▸ REQUIREMENTS
- A) From the text on creating a WebQuest, list the four lettered headings of the guidelines offered for meeting the key considerations.
- B) Render as a numbered list, omitting blank lines, the lines of the records from the line holding "pair like [675,408]." through the end of the records, both ends included.

* Begin SELECTION *

2.2.                     Issues in the creation of a WebQuest


2.2.1.      Basic computer skills required

Writing of a WebQuests do not require the use of complex, nor specialized software. Some skills to create a WebQuest: 

  • to know how to surf the WWW ( some useful links can be find in the left side of the page)
  • to know how use  search engines  like Google,
  • to be able to make an html document with a word processor or webpage editor
  • to have good knowledge on the issue to be thought.


2.2.2. English language skills required. On-line resources in different national languages

The great majority of both WebQuest projects and WebQuest resources is written in English. Consequently ones command over English language would be of great help. Nevertheless, since this learning strategy became worldwide spread there is a number of resources in different other languages: Spanish, Italian, Finish, Romanian, Polish.


2.2.3.      Time resources required

For the creation phase

«Writing a WebQuest is time-consuming and challenging, at least the first time. To make the most of your efforts and to maximize your chances for satisfaction and success, four key considerations for  a WebQuest:

1)      be tied to local, state or national curriculum standards;

2)      replace a lesson that you're not totally satisfied with;

3)      make good use of the Web;

4)      require a degree of understanding that goes beyond mere comprehension. (B. Dodge)

Here are some guidelines for meeting the above suggestions:

a. Curriculum standards

*      it is wise to spend your time creating lessons that can be tied to curriculum, that you and other teachers recognize as important issues

*      the use of Internet and information and communication technology must be an urge only when it brings an added value comparing with standard teaching

b. Creative discontent

*      choose as topics of a WebQuest project something that you've taught before and have never been fully satisfied with

*      The WebQuest you design should replace something and improve it rather than being just an extra activity.

c. Using the Web well

*      The Web can bring primary sources that would not ordinarily be available to schools. It can also bring resent information and offer multiple perspectives on the topic.

d. Understanding

*      Choose content and topics that invite creativity, which has multiple layers, has multiple interpretations or can be seen from multiple perspectives. In short, pick material that requires students to transform information into knowledge. This fact will imply deep understanding.

For the application phase


Considering the criteria of the time that project activity will take, WebQuests can be classified in:

·         Short term WebQuest: its pedagogical goal is the acquisition and integration of the knowledge associated to a specific content of one or several matters. A short-term WebQuest is designed to be completed in one to three class periods.

* End SELECTION *
* Begin PROVIDED MATERIAL *

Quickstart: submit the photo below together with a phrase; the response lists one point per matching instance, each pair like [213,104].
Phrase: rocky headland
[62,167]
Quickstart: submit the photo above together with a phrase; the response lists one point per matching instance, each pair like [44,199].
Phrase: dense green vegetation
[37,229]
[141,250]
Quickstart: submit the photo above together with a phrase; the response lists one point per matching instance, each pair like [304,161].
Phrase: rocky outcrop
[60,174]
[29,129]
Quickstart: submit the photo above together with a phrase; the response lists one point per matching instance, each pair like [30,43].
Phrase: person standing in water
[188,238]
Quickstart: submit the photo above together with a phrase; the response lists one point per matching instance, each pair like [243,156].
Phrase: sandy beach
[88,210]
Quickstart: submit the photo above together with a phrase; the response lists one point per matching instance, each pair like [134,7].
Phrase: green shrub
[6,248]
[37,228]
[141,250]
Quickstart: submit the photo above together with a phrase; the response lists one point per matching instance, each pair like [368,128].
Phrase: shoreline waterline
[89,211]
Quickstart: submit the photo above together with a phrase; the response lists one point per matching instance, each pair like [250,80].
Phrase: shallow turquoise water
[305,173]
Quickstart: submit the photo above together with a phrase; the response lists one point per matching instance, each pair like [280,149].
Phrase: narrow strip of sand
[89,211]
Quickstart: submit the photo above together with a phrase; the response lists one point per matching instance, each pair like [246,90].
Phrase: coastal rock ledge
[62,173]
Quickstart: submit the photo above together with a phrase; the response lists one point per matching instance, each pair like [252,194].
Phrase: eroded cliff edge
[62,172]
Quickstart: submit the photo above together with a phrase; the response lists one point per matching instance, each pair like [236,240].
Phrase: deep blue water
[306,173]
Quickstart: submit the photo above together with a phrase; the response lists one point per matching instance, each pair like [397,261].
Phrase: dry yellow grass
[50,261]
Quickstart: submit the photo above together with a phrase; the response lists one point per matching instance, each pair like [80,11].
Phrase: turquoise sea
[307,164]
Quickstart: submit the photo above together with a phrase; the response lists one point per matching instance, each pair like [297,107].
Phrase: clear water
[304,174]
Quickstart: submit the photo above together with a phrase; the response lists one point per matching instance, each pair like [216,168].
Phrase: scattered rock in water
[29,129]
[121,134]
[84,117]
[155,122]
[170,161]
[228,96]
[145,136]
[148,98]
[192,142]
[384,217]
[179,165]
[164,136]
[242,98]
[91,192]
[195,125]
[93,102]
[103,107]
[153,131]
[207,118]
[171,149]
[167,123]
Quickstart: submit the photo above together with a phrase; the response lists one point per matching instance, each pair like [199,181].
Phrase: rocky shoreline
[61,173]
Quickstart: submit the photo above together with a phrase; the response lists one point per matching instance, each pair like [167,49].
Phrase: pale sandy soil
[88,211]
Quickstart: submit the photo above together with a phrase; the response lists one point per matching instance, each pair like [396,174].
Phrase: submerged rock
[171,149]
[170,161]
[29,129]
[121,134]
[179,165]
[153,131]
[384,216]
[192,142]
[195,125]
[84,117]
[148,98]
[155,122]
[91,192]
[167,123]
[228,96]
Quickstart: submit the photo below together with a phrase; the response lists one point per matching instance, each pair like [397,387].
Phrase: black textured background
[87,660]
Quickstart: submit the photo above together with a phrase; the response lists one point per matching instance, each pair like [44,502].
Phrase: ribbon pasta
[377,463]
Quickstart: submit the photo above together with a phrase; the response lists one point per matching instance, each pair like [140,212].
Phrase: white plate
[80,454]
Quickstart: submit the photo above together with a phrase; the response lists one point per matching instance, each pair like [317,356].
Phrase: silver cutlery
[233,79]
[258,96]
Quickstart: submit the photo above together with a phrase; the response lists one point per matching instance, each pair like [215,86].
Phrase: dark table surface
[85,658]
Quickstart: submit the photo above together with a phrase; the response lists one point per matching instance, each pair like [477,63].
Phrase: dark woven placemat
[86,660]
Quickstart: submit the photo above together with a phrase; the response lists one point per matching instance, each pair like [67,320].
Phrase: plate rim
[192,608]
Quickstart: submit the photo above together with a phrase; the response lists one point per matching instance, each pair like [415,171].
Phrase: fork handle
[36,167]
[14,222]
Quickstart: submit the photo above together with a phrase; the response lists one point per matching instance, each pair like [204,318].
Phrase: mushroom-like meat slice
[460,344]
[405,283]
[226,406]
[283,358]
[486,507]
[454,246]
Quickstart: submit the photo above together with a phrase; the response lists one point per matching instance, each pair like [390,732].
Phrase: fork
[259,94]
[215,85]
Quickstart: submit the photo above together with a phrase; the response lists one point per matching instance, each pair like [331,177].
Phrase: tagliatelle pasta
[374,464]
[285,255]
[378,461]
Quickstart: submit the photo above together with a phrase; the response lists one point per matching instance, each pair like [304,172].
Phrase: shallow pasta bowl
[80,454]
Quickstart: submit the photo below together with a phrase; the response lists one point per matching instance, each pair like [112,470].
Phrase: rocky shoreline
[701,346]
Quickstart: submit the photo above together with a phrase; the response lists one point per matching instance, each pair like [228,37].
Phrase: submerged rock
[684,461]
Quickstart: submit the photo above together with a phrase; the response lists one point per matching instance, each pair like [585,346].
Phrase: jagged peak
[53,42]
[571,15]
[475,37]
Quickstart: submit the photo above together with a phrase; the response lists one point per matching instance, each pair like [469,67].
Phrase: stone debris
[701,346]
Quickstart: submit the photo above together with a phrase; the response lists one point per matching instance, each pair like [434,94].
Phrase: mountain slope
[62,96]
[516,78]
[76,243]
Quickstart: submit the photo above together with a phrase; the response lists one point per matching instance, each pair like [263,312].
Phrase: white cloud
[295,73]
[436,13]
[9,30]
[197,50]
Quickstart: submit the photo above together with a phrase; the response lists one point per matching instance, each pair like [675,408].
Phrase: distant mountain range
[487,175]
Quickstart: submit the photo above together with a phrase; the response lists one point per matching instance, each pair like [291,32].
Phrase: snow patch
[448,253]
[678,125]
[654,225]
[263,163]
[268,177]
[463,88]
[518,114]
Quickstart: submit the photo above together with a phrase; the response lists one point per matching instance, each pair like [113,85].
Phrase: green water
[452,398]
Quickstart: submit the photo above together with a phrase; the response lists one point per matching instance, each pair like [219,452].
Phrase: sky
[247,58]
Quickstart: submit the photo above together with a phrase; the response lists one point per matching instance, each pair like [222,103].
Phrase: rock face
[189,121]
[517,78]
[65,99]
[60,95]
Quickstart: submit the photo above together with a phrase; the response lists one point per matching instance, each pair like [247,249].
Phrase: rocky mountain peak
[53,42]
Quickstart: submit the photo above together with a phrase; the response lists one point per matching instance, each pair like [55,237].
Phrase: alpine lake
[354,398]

* End PROVIDED MATERIAL *

▸ SOLVED PROBLEMS
- A)
a. Curriculum standards
b. Creative discontent
c. Using the Web well
d. Understanding

- B)
1. Quickstart: submit the photo above together with a phrase; the response lists one point per matching instance, each pair like [675,408].
2. Phrase: distant mountain range
3. [487,175]
4. Quickstart: submit the photo above together with a phrase; the response lists one point per matching instance, each pair like [291,32].
5. Phrase: snow patch
6. [448,253]
7. [678,125]
8. [654,225]
9. [263,163]
10. [268,177]
11. [463,88]
12. [518,114]
13. Quickstart: submit the photo above together with a phrase; the response lists one point per matching instance, each pair like [113,85].
14. Phrase: green water
15. [452,398]
16. Quickstart: submit the photo above together with a phrase; the response lists one point per matching instance, each pair like [219,452].
17. Phrase: sky
18. [247,58]
19. Quickstart: submit the photo above together with a phrase; the response lists one point per matching instance, each pair like [222,103].
20. Phrase: rock face
21. [189,121]
22. [517,78]
23. [65,99]
24. [60,95]
25. Quickstart: submit the photo above together with a phrase; the response lists one point per matching instance, each pair like [247,249].
26. Phrase: rocky mountain peak
27. [53,42]
28. Quickstart: submit the photo above together with a phrase; the response lists one point per matching instance, each pair like [55,237].
29. Phrase: alpine lake
30. [354,398]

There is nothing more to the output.